(Dataset entries)
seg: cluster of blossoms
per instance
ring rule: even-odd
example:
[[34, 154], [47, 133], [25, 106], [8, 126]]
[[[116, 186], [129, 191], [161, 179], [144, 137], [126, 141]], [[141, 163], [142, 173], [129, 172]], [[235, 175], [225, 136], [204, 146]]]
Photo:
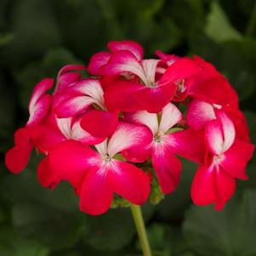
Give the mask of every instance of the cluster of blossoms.
[[[108, 48], [88, 67], [62, 68], [52, 95], [53, 79], [36, 85], [29, 120], [6, 154], [8, 168], [19, 174], [36, 149], [44, 156], [42, 185], [68, 181], [81, 210], [97, 215], [117, 196], [145, 203], [156, 181], [164, 194], [175, 191], [181, 156], [199, 165], [194, 203], [220, 210], [236, 179], [247, 179], [254, 148], [227, 79], [197, 56], [158, 50], [157, 59], [143, 59], [132, 41], [110, 42]], [[82, 77], [83, 70], [91, 77]]]

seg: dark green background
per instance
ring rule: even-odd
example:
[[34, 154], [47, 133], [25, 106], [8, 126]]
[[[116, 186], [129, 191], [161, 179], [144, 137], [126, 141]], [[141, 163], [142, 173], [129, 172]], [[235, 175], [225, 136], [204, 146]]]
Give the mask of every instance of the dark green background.
[[[55, 77], [65, 64], [88, 64], [110, 40], [137, 40], [146, 57], [157, 48], [196, 54], [230, 79], [255, 143], [255, 20], [254, 0], [0, 0], [0, 256], [140, 253], [128, 209], [79, 213], [66, 184], [54, 191], [40, 187], [36, 156], [22, 174], [6, 171], [4, 152], [27, 120], [37, 82]], [[192, 206], [196, 168], [185, 162], [177, 191], [143, 208], [154, 255], [256, 255], [255, 157], [250, 179], [238, 182], [221, 213]]]

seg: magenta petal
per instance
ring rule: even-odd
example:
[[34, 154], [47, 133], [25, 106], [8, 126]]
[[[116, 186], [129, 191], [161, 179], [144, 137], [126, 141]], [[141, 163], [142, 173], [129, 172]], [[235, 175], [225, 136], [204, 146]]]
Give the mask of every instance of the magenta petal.
[[91, 168], [90, 161], [99, 163], [100, 158], [98, 153], [75, 140], [64, 141], [49, 153], [53, 175], [69, 181], [74, 187], [81, 185], [87, 170]]
[[205, 166], [198, 168], [191, 185], [191, 198], [200, 206], [218, 202], [215, 169]]
[[14, 142], [16, 145], [26, 145], [31, 144], [30, 129], [27, 128], [21, 128], [15, 131]]
[[134, 94], [143, 85], [127, 81], [116, 82], [108, 86], [104, 94], [105, 105], [108, 110], [122, 111], [135, 111], [141, 109]]
[[82, 117], [81, 127], [98, 138], [110, 136], [117, 126], [118, 113], [91, 110]]
[[162, 75], [160, 82], [176, 82], [186, 79], [202, 71], [200, 65], [192, 59], [184, 57], [178, 59]]
[[49, 94], [45, 94], [38, 100], [33, 109], [30, 111], [30, 117], [26, 123], [27, 126], [36, 125], [42, 121], [50, 108], [51, 100], [52, 99]]
[[86, 175], [80, 192], [80, 209], [91, 215], [105, 213], [113, 200], [108, 170], [91, 169]]
[[180, 179], [181, 162], [168, 147], [156, 145], [152, 152], [152, 164], [164, 194], [176, 190]]
[[238, 97], [235, 89], [222, 77], [208, 79], [203, 82], [194, 82], [191, 87], [190, 95], [221, 105], [238, 107]]
[[54, 172], [50, 168], [48, 157], [43, 158], [37, 168], [37, 179], [43, 187], [54, 189], [60, 181], [54, 177]]
[[145, 147], [151, 141], [152, 133], [148, 128], [120, 122], [110, 139], [108, 153], [112, 157], [125, 150]]
[[135, 94], [138, 103], [148, 112], [158, 113], [173, 99], [176, 90], [174, 83], [154, 88], [144, 87]]
[[[138, 154], [138, 152], [139, 152]], [[122, 151], [122, 156], [128, 161], [133, 162], [143, 162], [151, 156], [151, 147], [136, 146]]]
[[221, 210], [225, 202], [230, 199], [236, 190], [235, 179], [219, 167], [216, 173], [216, 185], [219, 200], [216, 202], [215, 209]]
[[202, 129], [214, 119], [216, 116], [212, 104], [199, 100], [194, 100], [190, 103], [186, 120], [188, 125], [193, 129]]
[[93, 55], [88, 65], [88, 71], [92, 75], [101, 75], [100, 67], [107, 64], [111, 55], [108, 52], [100, 52]]
[[220, 122], [211, 121], [205, 128], [206, 143], [213, 155], [219, 156], [223, 152], [223, 129]]
[[235, 140], [234, 145], [225, 152], [220, 165], [231, 176], [247, 179], [245, 169], [247, 162], [253, 157], [254, 145], [242, 140]]
[[167, 136], [175, 154], [197, 163], [204, 163], [207, 150], [202, 131], [188, 128]]
[[143, 58], [143, 48], [137, 42], [128, 40], [111, 41], [107, 46], [111, 52], [128, 50], [134, 54], [138, 60], [141, 60]]
[[130, 163], [113, 161], [110, 168], [114, 192], [134, 204], [143, 204], [150, 194], [150, 179], [141, 169]]
[[40, 98], [44, 95], [44, 94], [52, 88], [54, 85], [54, 80], [52, 78], [44, 78], [40, 81], [36, 86], [33, 90], [32, 95], [31, 97], [31, 100], [29, 103], [29, 111], [31, 115], [33, 111], [33, 108], [35, 107], [36, 104], [38, 102]]
[[16, 145], [5, 154], [5, 164], [14, 174], [20, 174], [28, 164], [32, 146], [28, 145]]
[[55, 109], [59, 118], [66, 118], [84, 112], [95, 100], [88, 96], [75, 96], [61, 101]]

WORK TO DO: Copy the lines from the one with "seg: dark green background" up to and including the one with "Give the mask of every instance of the dark", swapping "even-odd" for "nonzero" and keeping everything else unchanged.

FINISHED ANSWER:
seg: dark green background
per instance
ring rule: nonzero
example:
[[34, 154], [47, 133], [25, 106], [8, 126]]
[[[116, 186], [129, 191], [161, 179], [144, 137], [126, 141]], [[141, 163], [142, 173], [129, 172]], [[235, 175], [225, 136], [204, 146]]]
Give the mask of every instance of the dark green background.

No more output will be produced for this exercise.